* Begin Material to process *

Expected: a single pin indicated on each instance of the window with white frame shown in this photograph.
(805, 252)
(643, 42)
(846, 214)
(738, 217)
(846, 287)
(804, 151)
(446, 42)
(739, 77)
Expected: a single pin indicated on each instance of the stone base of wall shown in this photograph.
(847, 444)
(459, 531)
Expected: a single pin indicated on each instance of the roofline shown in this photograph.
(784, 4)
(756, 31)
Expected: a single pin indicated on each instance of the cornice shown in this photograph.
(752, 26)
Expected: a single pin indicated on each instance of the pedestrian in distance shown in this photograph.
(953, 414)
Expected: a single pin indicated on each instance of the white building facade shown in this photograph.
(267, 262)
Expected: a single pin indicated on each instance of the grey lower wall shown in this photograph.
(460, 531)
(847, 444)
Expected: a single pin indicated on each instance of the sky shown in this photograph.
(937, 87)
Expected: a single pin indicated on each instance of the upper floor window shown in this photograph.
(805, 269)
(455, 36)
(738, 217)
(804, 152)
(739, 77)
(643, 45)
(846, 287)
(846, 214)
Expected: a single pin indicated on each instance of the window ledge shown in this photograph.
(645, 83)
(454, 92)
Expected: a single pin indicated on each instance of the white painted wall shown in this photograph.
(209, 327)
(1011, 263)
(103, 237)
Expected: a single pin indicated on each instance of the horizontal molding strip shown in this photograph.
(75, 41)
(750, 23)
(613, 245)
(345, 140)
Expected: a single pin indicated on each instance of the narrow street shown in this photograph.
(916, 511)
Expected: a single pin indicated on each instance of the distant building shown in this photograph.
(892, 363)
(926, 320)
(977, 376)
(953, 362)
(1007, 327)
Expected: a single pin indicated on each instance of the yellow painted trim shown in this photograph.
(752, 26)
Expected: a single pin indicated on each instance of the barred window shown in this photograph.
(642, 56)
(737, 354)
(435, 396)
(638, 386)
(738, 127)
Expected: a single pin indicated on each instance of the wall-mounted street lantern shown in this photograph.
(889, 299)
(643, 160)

* End Material to process *

• [Required task]:
Convert every line of the records above into a numbered list, leaving out any blank lines.

• [Expected answer]:
1. Expected: a single pin indicated on each instance of the window with white frame shown in this photograph.
2. (805, 252)
3. (643, 42)
4. (846, 214)
5. (738, 217)
6. (846, 287)
7. (804, 151)
8. (446, 42)
9. (739, 77)
10. Expected: a single pin indicated on each instance of the stone base of wall shown in this photograph.
11. (847, 444)
12. (459, 531)
13. Expected: a single pin indicated on each instance of the roofline shown in this photograph.
14. (784, 4)
15. (756, 31)
16. Expected: a single pin indicated on each instance of the cornice shown in this photograph.
17. (752, 26)
18. Expected: a single pin indicated on each instance of the pedestrian in distance shown in this photograph.
19. (953, 414)
20. Expected: a single pin indicated on each instance of the white building facade shown in this photograph.
21. (267, 262)
22. Expected: a single pin indicated on each instance of the grey lower wall shown in this photograph.
23. (460, 531)
24. (847, 444)
25. Expected: a single pin indicated on each instance of the sky shown in this photograph.
26. (937, 87)
27. Expected: a single pin indicated on each instance of the upper floor window shown in this photograph.
28. (805, 269)
29. (455, 36)
30. (738, 217)
31. (804, 152)
32. (739, 77)
33. (643, 45)
34. (846, 287)
35. (846, 214)
36. Expected: a single pin indicated on each instance of the window ledge shown in this photograph.
37. (645, 83)
38. (454, 92)
39. Expected: a single pin indicated on each instance of the white painted wall shown in this photograph.
40. (209, 327)
41. (1011, 263)
42. (103, 237)
43. Expected: a single pin indicated on each instance of the horizontal molding strip shown in this photograph.
44. (75, 41)
45. (750, 23)
46. (613, 245)
47. (345, 140)
48. Expected: a single pin indicated on each instance of the narrow street shown in this photograph.
49. (916, 511)
50. Expected: a single pin indicated on each instance of the distant building shown in this photograph.
51. (892, 363)
52. (926, 320)
53. (977, 376)
54. (953, 362)
55. (1007, 327)
56. Expected: a single pin indicated on each instance of the yellow painted trim shown in this photograph.
57. (752, 26)
58. Expected: a single pin indicated on each instance of the barred window shown in this photograph.
59. (642, 56)
60. (737, 354)
61. (435, 396)
62. (638, 386)
63. (738, 127)
64. Expected: a single pin indicated on each instance of the wall-mounted street lantern shown in this photograph.
65. (889, 299)
66. (643, 160)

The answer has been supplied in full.